Copy each line exactly.

=== DATA ENTRIES ===
(begin)

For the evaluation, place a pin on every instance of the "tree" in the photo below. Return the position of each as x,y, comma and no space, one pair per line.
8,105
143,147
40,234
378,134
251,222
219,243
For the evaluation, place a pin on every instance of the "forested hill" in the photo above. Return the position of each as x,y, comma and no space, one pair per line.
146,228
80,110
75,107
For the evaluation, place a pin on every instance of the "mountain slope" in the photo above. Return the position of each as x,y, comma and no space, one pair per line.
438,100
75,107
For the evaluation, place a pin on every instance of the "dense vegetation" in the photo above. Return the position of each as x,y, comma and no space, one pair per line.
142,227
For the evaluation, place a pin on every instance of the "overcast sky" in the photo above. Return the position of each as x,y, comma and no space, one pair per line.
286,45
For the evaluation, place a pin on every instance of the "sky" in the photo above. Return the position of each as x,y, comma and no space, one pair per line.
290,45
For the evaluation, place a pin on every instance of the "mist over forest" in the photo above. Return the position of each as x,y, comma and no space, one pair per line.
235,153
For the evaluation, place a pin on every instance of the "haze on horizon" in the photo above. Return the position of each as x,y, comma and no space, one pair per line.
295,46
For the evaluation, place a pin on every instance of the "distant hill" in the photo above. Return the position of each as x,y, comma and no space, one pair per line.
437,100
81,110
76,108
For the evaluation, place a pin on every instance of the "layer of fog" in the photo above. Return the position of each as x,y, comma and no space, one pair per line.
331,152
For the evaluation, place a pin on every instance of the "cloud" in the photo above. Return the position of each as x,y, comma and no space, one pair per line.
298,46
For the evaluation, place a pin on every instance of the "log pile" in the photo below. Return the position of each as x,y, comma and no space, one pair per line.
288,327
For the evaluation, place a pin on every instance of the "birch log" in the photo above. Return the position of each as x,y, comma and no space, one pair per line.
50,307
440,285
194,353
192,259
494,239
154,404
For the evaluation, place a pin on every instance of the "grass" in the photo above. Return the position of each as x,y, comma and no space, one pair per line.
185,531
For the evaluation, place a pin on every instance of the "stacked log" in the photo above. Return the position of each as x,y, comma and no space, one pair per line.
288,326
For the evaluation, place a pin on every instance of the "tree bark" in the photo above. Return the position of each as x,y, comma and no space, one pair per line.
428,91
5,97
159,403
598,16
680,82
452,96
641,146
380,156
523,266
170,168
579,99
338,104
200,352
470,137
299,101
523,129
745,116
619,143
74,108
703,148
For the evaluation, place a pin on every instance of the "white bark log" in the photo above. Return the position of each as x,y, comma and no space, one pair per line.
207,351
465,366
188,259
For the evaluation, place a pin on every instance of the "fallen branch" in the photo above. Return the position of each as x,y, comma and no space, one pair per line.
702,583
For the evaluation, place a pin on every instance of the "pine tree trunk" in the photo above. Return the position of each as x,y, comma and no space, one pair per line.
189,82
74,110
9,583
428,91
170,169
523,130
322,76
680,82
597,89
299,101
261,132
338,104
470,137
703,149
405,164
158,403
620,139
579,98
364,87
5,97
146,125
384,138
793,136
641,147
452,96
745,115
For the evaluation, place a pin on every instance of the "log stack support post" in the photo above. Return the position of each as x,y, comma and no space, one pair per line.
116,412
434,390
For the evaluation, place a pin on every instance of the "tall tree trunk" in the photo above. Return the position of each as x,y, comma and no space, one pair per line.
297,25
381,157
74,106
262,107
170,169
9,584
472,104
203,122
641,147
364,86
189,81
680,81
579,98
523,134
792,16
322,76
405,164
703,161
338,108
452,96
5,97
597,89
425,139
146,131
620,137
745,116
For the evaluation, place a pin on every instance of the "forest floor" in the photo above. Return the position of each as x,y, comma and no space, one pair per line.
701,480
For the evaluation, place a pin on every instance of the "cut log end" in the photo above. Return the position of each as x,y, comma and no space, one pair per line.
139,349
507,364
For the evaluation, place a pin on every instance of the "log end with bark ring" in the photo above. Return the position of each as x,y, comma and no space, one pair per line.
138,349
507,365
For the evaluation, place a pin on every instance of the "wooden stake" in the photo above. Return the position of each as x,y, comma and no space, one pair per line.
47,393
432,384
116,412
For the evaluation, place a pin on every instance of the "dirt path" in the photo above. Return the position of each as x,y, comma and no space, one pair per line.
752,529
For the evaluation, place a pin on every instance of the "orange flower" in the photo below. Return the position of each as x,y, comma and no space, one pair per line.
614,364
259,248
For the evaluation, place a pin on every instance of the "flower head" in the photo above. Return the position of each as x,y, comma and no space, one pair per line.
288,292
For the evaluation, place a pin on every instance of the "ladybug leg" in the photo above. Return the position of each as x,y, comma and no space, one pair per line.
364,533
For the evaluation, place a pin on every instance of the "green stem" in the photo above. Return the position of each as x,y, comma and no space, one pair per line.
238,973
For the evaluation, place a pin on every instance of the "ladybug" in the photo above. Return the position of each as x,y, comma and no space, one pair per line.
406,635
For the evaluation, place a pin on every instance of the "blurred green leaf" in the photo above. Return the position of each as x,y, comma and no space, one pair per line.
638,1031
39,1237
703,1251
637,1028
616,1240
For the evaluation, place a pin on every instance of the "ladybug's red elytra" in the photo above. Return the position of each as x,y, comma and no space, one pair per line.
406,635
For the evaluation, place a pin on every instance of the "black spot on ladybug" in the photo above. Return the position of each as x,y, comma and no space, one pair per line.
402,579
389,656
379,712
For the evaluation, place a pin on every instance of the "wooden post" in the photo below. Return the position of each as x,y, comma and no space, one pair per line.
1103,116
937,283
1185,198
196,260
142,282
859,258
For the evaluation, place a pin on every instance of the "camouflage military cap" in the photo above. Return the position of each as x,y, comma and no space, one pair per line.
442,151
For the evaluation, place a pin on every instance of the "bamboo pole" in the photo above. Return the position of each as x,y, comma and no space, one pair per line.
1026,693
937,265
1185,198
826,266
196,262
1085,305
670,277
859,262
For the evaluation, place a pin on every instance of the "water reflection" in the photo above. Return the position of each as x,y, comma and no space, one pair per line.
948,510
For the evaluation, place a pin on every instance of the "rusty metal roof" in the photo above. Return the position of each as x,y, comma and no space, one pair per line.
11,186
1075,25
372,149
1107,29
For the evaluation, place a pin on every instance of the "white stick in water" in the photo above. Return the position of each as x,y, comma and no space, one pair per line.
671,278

(end)

=== COMPLETE ANSWER ===
For the evaluation, place a pin on every instance of the "tree" in the photo below. Return the position of each as x,y, comma and no space, one pair per line.
8,105
143,147
40,234
378,134
251,222
219,243
For the evaluation, place a pin on every instance of the "forested hill" in the photo above. Return the position of each as x,y, comma and no space, one pair per line.
146,228
80,110
75,107
For the evaluation, place a pin on every instance of the "mountain slope" in the photo above. Return the position of each as x,y, comma and no space, one pair per line.
438,100
75,107
For the evaluation, place a pin on every instance of the "dense vegetation" in the photo above. Return the position of each as x,y, comma and no space, one pair per line.
142,227
For the evaluation, place a pin on every instance of the "overcast sky" in the photo above. Return the position of each as x,y, comma and no space, one pair per line.
286,45
For the evaluation, place a pin on every instance of the "sky" in the photo above. Return the position of each as x,y, comma and no space, one pair per line.
290,45
For the evaluation, place a pin on every instance of the "mist over forest" in the photo above. Return the position of each as x,y, comma and no space, one pair per line.
235,153
For the evaluation, place a pin on every instance of the "haze on horizon" in the photo above. Return the position of each as x,y, comma and no space, one pair per line.
295,46
For the evaluation, place a pin on every instance of the "distant hill" in the photo above. Return the position of each as x,y, comma and no space, one pair per line.
437,100
81,110
76,108
For the evaluation, place a pin on every instance of the "layer of fog" in the photo above. Return the position of each as x,y, comma and no space, one pair per line.
331,152
For the evaluation, place a pin on every instance of the "cloud" in the photo above. Return the position of each as x,y, comma and no space, one pair per line.
298,46
For the evaluation, place a pin on every instance of the "log pile" in the photo below. Return the position of each as x,y, comma and no space, one pair per line.
288,327
For the evaluation, place a pin on every instance of the "birch log" in the photo above. Return the position of each as x,y, comma and no space, one pair per line.
50,307
440,285
194,353
192,259
494,239
154,404
For the evaluation, place a pin on every instance of the "grass" in the photo above. Return the position of each as x,y, comma and no space, one pair per line.
185,531
For the evaluation, place a pin on every instance of the "stacked log" in the photo above. Return the position of each as x,y, comma and no space, one pair per line.
288,326
For the evaluation, place a pin on every instance of the "tree bark" in the photo above. Return the position of each as x,y, comma and no space, one pair per line.
428,91
5,97
159,403
598,16
680,82
452,96
641,146
380,156
523,266
170,168
579,99
338,104
200,352
470,137
299,101
523,129
745,116
619,143
74,108
703,148
For the evaluation, place a pin on every instance of the "white bark log" in the photo above. Return the position of each as x,y, comma and no space, one pair per line.
207,351
465,366
188,259
For the evaluation, place a pin on every instance of the "fallen branch" in the photo above. Return the position of each as x,y, comma and no space, one pair per line.
702,583
For the evaluation, place a pin on every instance of the "pine tree trunk" in the photo above. Return the position of each as x,y, comma and no space, one pair per line.
189,82
74,110
9,583
428,91
170,169
523,130
322,76
680,82
597,89
299,101
261,132
338,104
470,137
703,149
405,164
158,403
620,139
579,98
364,87
5,97
146,125
384,138
793,136
641,147
452,96
745,115
For the evaluation, place a pin on every instance of the "log stack support post" in the photo above. Return the position of each as x,y, comma and no space, one pair per line.
116,412
434,390
For the evaluation, place a pin on every instance of the "tall tree trunk" in the photo above. Return the position of each as x,y, comma and no space, one pair per line.
297,25
381,157
74,106
262,107
170,169
9,584
472,104
203,122
641,147
364,86
189,81
680,81
579,98
523,134
792,16
322,76
405,164
703,161
338,108
452,96
5,97
597,89
425,139
146,131
620,137
745,116
For the evaluation, place a pin on every instance of the "forest floor" in the photo above. Return the position of each as x,y, comma and no space, one pair per line.
701,480
For the evaluation, place a pin on every instance of the "cut log end" in the photo above. Return the position of each as x,y, comma and no space, one pair per line.
139,349
507,364
For the evaluation, place a pin on every instance of the "log end with bark ring" in the photo above. Return the position of each as x,y, comma and no space, one pair per line.
138,349
507,365
For the evaluation, place a pin on every instance of the "wooden stake" in the photo above. Return the position of each as x,y, comma and no space, one pair per line.
47,393
432,384
116,412
For the evaluation, place a pin on every instance of the "dirt path" in the photo above. Return the position of each as x,y, comma and no space, one pair per line.
752,529
For the evaluation, place a pin on every instance of the "orange flower" in the photo below. Return the position of each as x,y, comma and no space, one pair per line.
614,364
259,248
For the evaluation, place a pin on every instance of the "flower head" in the photo above. Return the position of each as x,y, comma and no space, one pair per line.
288,292
For the evaluation, place a pin on every instance of the "ladybug leg" in the photo above. Return the position of each as x,y, comma and no space, one pair per line.
364,533
For the evaluation, place a pin on every instance of the "green stem" in the photo above. Return the position of each as x,y, comma and no space, one pair per line.
238,973
For the evaluation, place a pin on every instance of the "ladybug" in the photo above. Return the position of each as x,y, comma and no space, one pair per line.
406,635
For the evaluation, place a pin on every instance of the "blurred green leaf" in the photo above. Return the position of each as x,y, comma and no space, one pair per line.
638,1031
39,1237
703,1251
637,1028
616,1240
For the evaluation, place a pin on every instance of the "ladybug's red elytra" in the photo above. Return the position of each as x,y, comma and no space, one pair per line.
406,635
For the evaluation, place a pin on every instance of the "black spot on ladybug" in the photo above. Return the position of each as x,y, comma and no space, one pair per line.
402,579
389,656
379,712
For the evaluation, place a pin on every instance of the "wooden post" in the photo below. Return the position of each as x,y, comma and no space, one pair per line.
1103,116
937,283
1185,198
196,260
142,282
859,258
For the evaluation, place a pin on every instance of the "camouflage military cap" in the photo above. Return the position of each as x,y, comma and no space, one pair per line.
442,151
For the evaluation, place a pin on every instance of the "bamboo pole" in the photo above. Return the position of each as x,y, comma and no space, one pair per line.
1026,693
937,265
1185,198
826,266
196,262
1085,305
670,277
859,262
For the evaluation, place a pin on every instance of the "water reflection" in the photo above. Return the position of each as x,y, comma and no space, one pair per line.
948,510
For the evaluation, place a pin on every instance of the "rusty metal roof" in the photo above. Return the position of each as x,y, comma and no space, one pair per line.
11,186
1075,25
372,149
1107,29
For the evaluation, place a pin on every instance of the "white stick in water" in the photo above. Return the position of each as x,y, comma and no space, one pair per line.
671,278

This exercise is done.